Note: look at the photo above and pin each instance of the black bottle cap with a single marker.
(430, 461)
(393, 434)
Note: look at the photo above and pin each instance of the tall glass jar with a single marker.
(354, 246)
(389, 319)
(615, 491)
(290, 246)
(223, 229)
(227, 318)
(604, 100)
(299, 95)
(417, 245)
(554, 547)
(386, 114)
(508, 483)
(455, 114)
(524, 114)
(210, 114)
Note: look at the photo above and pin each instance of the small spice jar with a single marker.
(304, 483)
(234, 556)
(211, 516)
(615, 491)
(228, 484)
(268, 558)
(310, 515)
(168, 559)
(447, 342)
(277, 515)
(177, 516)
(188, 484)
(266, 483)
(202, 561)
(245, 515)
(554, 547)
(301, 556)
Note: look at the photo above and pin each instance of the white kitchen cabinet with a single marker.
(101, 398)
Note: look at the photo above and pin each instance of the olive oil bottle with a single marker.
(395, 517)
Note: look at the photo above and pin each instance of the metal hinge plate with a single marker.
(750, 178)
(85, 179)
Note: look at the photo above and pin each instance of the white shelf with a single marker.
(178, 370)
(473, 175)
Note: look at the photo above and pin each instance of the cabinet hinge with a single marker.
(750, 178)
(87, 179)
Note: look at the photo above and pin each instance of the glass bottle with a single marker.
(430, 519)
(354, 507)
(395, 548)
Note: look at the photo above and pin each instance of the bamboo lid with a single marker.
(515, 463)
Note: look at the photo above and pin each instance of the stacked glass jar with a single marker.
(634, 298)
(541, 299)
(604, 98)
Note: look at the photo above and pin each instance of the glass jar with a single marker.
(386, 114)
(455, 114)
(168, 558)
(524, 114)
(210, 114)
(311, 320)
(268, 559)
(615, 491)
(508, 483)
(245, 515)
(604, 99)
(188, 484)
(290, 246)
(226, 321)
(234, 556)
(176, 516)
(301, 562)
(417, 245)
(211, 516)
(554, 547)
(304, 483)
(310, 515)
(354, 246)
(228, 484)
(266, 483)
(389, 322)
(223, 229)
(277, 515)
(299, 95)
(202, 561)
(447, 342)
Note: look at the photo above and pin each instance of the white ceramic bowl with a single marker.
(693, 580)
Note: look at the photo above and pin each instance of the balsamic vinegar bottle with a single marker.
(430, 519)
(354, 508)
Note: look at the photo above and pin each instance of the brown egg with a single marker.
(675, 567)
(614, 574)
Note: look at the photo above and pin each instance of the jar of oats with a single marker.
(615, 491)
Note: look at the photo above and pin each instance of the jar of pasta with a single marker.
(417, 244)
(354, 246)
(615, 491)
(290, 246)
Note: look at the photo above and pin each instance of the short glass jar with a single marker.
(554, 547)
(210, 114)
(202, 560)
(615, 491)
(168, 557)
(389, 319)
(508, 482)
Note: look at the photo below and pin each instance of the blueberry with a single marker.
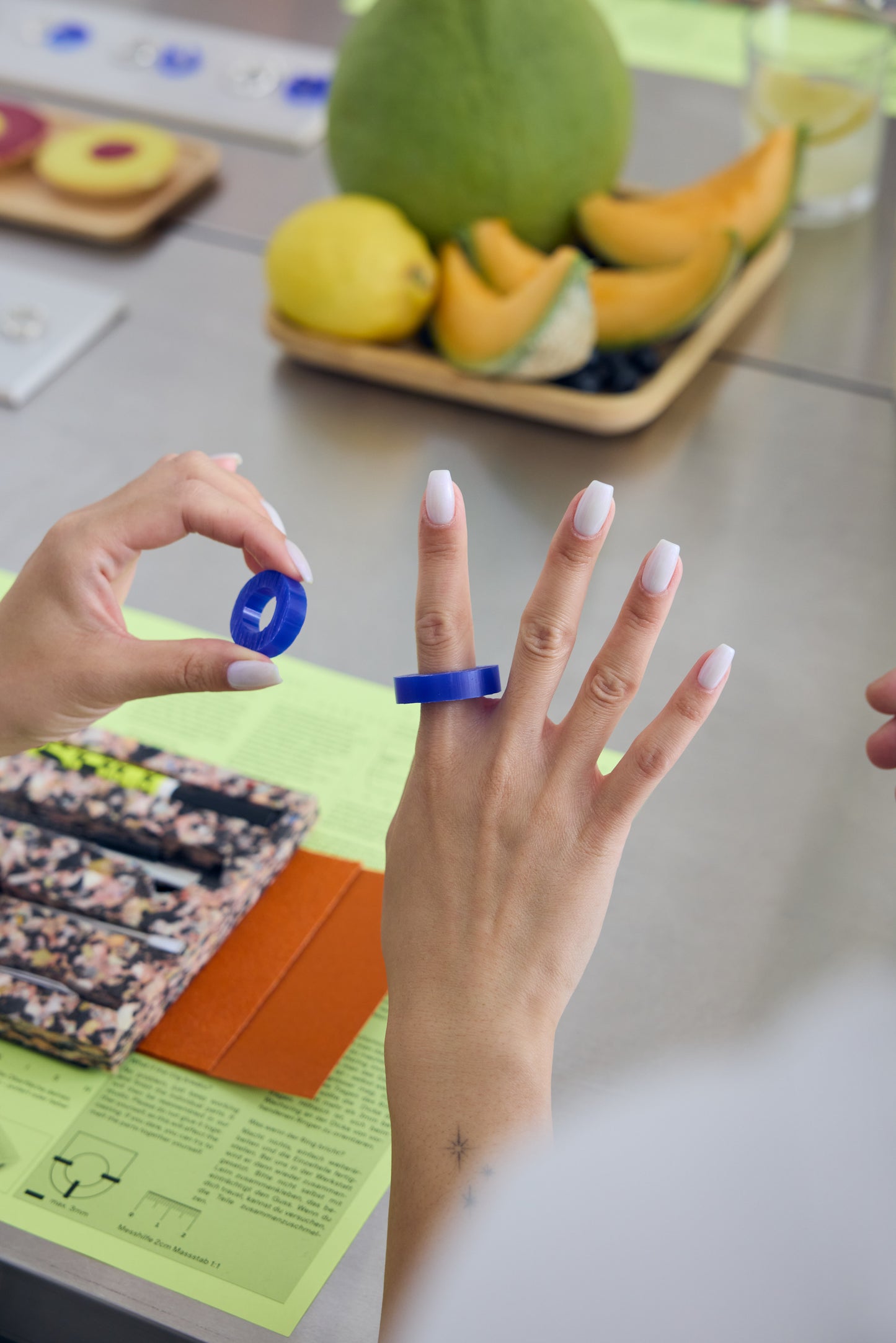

:::::

> EXERCISE DESCRIPTION
Would you copy every entry exactly as it stands, leaving out the pictures?

> SOLUTION FOR THIS EXERCISE
Note: look at the photo above and pin each instance of the black bottle cap with a single marker.
(430, 461)
(393, 434)
Note: look at the photo above and pin each instance of the tall glass jar with a single marker.
(354, 246)
(389, 319)
(615, 491)
(290, 246)
(223, 229)
(227, 318)
(604, 100)
(299, 95)
(417, 245)
(554, 547)
(386, 114)
(508, 483)
(455, 114)
(524, 114)
(210, 114)
Note: look at the photo above and pin each instance of the small spice jar with a single marker.
(304, 483)
(234, 556)
(211, 516)
(615, 491)
(228, 484)
(268, 558)
(310, 515)
(168, 559)
(447, 342)
(277, 515)
(177, 516)
(188, 484)
(266, 483)
(202, 561)
(245, 515)
(554, 547)
(301, 556)
Note: look at the photo above and pin each instance of the white kitchen cabinet with a single marker.
(101, 398)
Note: look at the photo above and pin each instance of the olive oil bottle with a single marker.
(395, 517)
Note: look at the photo above and pin each instance of the metal hinge plate with a single marker.
(750, 178)
(85, 179)
Note: look at the photo above and pin each instance of the white shelf with a single marker.
(178, 370)
(473, 175)
Note: look at the photo above and pin each instance of the cabinet hinge with a single marker.
(750, 178)
(87, 179)
Note: look at the photo above and pin each instance of the glass bottle with a single marker.
(430, 519)
(354, 507)
(395, 548)
Note: look at the photo above and pin each instance of the bamboo lid with a single marker.
(515, 463)
Note: look at the photo above and pin each instance of the stacked glass jar with a single marker.
(634, 298)
(541, 299)
(604, 98)
Note: look at the photo above and pin each instance of the glass jar with a single marker.
(386, 114)
(455, 114)
(168, 558)
(524, 114)
(210, 114)
(311, 320)
(268, 559)
(615, 491)
(508, 483)
(245, 515)
(604, 99)
(188, 484)
(290, 246)
(226, 321)
(234, 556)
(176, 516)
(301, 562)
(417, 245)
(211, 516)
(554, 547)
(304, 483)
(310, 515)
(354, 246)
(228, 484)
(266, 483)
(389, 322)
(223, 229)
(277, 515)
(299, 95)
(202, 561)
(447, 342)
Note: look at the photo above and pin each instance of the white ceramic bowl with a single marker.
(693, 580)
Note: look at the photo above and pin each instance of the balsamic vinegar bottle with a single marker.
(430, 519)
(354, 508)
Note: look at the photo above and pin each instance of the brown egg with a single marker.
(675, 567)
(614, 574)
Note: look at the photo above and pin each instance of the jar of oats with a single marker.
(615, 491)
Note: look at the photo above and pin each instance of the jar of pasta with a single marker.
(417, 244)
(354, 246)
(615, 491)
(290, 246)
Note: look at the photo above and pin each instance of the short glass jar with a single marker.
(554, 547)
(210, 114)
(202, 560)
(615, 491)
(168, 557)
(389, 319)
(508, 482)
Note: look at the photo below and pin each instance of the blueberry with a single marker.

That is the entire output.